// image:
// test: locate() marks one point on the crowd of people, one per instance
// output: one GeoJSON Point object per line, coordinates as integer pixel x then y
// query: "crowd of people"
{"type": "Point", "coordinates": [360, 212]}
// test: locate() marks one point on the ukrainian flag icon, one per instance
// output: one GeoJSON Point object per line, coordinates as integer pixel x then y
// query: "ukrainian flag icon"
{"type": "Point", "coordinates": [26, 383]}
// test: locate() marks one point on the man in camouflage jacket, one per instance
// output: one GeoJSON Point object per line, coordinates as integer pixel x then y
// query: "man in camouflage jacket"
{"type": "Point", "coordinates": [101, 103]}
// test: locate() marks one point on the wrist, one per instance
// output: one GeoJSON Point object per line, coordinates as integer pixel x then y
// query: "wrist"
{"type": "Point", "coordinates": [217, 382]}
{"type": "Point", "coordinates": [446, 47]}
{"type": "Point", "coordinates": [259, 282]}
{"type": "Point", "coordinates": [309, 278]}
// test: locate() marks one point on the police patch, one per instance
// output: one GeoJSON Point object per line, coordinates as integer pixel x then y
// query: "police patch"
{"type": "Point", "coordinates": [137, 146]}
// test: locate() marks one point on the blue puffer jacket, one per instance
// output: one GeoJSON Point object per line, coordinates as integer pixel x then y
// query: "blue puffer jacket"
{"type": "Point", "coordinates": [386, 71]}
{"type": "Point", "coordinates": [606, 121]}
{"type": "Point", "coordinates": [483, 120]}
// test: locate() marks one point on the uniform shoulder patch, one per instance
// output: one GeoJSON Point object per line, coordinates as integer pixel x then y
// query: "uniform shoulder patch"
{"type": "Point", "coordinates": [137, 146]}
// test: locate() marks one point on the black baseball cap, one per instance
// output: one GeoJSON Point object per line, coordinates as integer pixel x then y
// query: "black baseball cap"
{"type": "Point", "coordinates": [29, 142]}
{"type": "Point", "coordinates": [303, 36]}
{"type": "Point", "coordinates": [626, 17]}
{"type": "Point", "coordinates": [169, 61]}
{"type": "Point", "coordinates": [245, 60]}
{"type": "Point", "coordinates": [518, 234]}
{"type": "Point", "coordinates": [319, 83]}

| Work to be completed |
Give an exact repetition of all the material.

| Written response |
// image:
// test: locate() marks one point on the crowd of people, one per instance
// output: one GeoJSON Point object per line, coordinates as integer pixel x then y
// query: "crowd of people"
{"type": "Point", "coordinates": [360, 212]}
// test: locate() marks one point on the ukrainian flag icon, one per instance
// output: one GeoJSON Point object per line, coordinates as integer pixel x then y
// query: "ukrainian flag icon"
{"type": "Point", "coordinates": [26, 383]}
// test: locate() marks one point on the man in camouflage jacket, one per instance
// output: one GeoJSON Point object per line, coordinates as integer pixel x then y
// query: "man in camouflage jacket"
{"type": "Point", "coordinates": [101, 103]}
// test: locate() marks one point on the wrist, one per instance
// output: one GeoJSON Point object per line, coordinates as integer pixel x then y
// query: "wrist"
{"type": "Point", "coordinates": [217, 382]}
{"type": "Point", "coordinates": [446, 47]}
{"type": "Point", "coordinates": [259, 282]}
{"type": "Point", "coordinates": [309, 278]}
// test: locate() marks one point on the police patch, one per instance
// output: one GeoJSON Point object per line, coordinates as integer pixel x then y
// query: "police patch"
{"type": "Point", "coordinates": [137, 146]}
// test: locate() marks one point on the blue puffer jacket, one per instance
// output: one GeoJSON Point object per line, coordinates as integer pixel x then y
// query: "blue puffer jacket"
{"type": "Point", "coordinates": [386, 71]}
{"type": "Point", "coordinates": [606, 121]}
{"type": "Point", "coordinates": [483, 120]}
// test: locate() marks one point on the uniform shoulder patch, one per instance
// output: one GeoJSON Point object per line, coordinates as integer pixel x then y
// query: "uniform shoulder patch"
{"type": "Point", "coordinates": [137, 146]}
// test: locate() marks one point on the black baseball cap, one per instance
// output: one GeoJSON Point object per line, coordinates as integer pixel x then y
// query: "black baseball cap"
{"type": "Point", "coordinates": [29, 142]}
{"type": "Point", "coordinates": [303, 36]}
{"type": "Point", "coordinates": [626, 17]}
{"type": "Point", "coordinates": [169, 61]}
{"type": "Point", "coordinates": [245, 60]}
{"type": "Point", "coordinates": [518, 234]}
{"type": "Point", "coordinates": [319, 83]}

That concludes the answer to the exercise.